**Written task**
Copy out all of the material, matching it word for word.

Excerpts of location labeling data

◇ ◇ ◇

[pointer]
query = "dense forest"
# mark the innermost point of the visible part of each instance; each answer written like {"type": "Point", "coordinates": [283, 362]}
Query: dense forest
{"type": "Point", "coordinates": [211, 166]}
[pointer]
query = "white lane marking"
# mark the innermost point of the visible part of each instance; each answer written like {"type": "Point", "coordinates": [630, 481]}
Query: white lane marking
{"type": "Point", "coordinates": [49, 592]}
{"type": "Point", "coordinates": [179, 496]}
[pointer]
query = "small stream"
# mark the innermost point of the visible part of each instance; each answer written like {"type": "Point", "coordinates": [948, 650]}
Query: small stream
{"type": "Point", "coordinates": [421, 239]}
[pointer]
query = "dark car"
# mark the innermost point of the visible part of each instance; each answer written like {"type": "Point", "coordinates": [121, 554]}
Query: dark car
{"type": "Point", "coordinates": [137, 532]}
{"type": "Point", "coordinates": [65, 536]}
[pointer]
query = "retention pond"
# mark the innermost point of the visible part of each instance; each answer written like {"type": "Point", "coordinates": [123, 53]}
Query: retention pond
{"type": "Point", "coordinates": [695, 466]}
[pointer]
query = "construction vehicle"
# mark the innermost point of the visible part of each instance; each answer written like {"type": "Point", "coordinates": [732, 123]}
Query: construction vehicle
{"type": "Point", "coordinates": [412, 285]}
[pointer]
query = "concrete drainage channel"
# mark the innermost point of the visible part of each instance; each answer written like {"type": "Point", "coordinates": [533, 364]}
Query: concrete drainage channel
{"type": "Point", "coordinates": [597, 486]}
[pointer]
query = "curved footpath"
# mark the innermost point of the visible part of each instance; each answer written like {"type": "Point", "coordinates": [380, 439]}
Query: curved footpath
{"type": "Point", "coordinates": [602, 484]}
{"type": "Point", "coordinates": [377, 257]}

◇ ◇ ◇

**Output for this exercise**
[pointer]
query = "dense forest"
# mark the innermost point of the visible part of each instance; each answer written like {"type": "Point", "coordinates": [283, 362]}
Query: dense forest
{"type": "Point", "coordinates": [211, 166]}
[pointer]
query = "white lane marking"
# mark the innermost point of the visible part of each instance; each answer written like {"type": "Point", "coordinates": [630, 481]}
Query: white lane marking
{"type": "Point", "coordinates": [49, 592]}
{"type": "Point", "coordinates": [179, 496]}
[pointer]
query = "small stream"
# mark the innermost point of the visible part of each instance; each answer written like {"type": "Point", "coordinates": [948, 650]}
Query: small stream
{"type": "Point", "coordinates": [421, 239]}
[pointer]
query = "dark car"
# mark the innermost point of the visible part of each instance; each answer written like {"type": "Point", "coordinates": [121, 554]}
Query: dark car
{"type": "Point", "coordinates": [137, 532]}
{"type": "Point", "coordinates": [65, 536]}
[pointer]
query = "retention pond"
# mark the innermost point of the visible part of each instance; each answer written like {"type": "Point", "coordinates": [123, 53]}
Query: retention pond
{"type": "Point", "coordinates": [695, 466]}
[pointer]
query = "construction vehicle"
# mark the innermost point of the visible part of each instance; each answer written like {"type": "Point", "coordinates": [732, 123]}
Query: construction vehicle
{"type": "Point", "coordinates": [412, 285]}
[pointer]
query = "concrete drainage channel"
# mark the innermost point of the visible part of each instance; each answer written like {"type": "Point", "coordinates": [533, 364]}
Query: concrete drainage channel
{"type": "Point", "coordinates": [597, 486]}
[pointer]
query = "curved footpath"
# mark the innermost point of the visible part of each instance; each answer written like {"type": "Point", "coordinates": [380, 439]}
Query: curved footpath
{"type": "Point", "coordinates": [602, 484]}
{"type": "Point", "coordinates": [377, 257]}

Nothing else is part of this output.